> [Material provided]
- - - - - - -
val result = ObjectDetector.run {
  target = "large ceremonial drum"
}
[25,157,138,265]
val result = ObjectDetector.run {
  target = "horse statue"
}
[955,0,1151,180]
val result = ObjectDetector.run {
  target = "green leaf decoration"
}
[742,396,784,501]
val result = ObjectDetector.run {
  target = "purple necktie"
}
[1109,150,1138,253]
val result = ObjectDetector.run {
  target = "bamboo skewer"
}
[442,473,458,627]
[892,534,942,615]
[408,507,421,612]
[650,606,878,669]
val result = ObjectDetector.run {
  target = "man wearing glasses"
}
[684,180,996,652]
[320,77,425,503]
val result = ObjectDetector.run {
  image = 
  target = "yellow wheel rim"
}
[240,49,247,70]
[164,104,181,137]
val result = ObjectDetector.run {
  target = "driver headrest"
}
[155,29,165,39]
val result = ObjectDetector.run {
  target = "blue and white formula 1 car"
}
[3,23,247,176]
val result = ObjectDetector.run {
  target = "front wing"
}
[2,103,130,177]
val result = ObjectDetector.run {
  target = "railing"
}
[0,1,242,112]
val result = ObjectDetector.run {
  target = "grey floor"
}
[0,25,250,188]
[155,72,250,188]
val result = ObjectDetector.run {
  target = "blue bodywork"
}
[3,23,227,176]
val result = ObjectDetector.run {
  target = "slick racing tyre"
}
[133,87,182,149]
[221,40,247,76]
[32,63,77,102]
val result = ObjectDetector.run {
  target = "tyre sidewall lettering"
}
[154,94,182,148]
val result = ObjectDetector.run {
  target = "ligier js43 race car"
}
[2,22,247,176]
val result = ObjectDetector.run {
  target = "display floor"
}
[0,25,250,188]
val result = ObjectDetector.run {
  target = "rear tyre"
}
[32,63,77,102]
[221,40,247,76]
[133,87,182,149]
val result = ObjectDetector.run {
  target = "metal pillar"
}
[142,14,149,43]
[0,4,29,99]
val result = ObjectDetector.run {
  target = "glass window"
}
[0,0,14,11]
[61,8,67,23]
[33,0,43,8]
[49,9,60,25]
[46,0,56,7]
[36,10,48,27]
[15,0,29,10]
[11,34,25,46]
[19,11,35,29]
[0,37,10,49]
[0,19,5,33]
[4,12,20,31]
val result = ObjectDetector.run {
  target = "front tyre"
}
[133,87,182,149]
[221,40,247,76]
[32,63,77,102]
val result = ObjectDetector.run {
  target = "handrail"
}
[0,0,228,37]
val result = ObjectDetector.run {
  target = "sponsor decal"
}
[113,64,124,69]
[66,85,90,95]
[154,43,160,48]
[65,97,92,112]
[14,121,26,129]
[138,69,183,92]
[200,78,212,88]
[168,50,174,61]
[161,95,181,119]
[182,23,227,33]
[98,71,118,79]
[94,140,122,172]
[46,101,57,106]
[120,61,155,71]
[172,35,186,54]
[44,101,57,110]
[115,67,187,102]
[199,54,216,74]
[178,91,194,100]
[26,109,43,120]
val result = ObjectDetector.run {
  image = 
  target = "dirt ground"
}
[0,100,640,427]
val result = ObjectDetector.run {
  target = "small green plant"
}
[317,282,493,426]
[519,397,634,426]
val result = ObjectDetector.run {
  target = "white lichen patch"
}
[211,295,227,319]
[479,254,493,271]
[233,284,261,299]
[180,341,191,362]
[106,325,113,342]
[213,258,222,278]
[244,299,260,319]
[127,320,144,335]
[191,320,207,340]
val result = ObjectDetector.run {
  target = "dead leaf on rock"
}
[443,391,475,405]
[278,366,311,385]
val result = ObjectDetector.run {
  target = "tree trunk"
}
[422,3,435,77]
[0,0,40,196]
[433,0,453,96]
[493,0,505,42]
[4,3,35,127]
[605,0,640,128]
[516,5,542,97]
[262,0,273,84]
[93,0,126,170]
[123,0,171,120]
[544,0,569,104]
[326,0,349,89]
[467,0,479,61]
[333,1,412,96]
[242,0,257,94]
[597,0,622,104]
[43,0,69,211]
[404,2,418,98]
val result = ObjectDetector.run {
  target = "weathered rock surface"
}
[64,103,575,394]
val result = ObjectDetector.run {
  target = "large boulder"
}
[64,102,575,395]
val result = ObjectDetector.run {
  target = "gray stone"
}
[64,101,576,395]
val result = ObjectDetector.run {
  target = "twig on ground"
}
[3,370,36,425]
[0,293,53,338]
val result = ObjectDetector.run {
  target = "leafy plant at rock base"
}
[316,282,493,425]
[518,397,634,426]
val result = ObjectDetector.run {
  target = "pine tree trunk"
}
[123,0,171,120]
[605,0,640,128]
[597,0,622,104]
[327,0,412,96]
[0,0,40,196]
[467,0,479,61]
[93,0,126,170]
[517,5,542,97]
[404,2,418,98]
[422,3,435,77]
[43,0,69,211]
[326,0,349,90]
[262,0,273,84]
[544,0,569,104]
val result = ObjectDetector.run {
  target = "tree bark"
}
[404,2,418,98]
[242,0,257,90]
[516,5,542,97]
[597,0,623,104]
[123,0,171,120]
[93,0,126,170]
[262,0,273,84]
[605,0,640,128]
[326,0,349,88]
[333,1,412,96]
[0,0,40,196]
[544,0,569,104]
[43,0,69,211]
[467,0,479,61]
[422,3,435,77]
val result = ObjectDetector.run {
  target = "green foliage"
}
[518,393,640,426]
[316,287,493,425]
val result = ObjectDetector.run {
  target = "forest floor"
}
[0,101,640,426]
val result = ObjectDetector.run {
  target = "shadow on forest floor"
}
- - - - - - -
> [Aim of the task] Please count the lines in the entries above that contain the string "plant", matching case exactly, and reply with the number alone.

> [Correct output] 2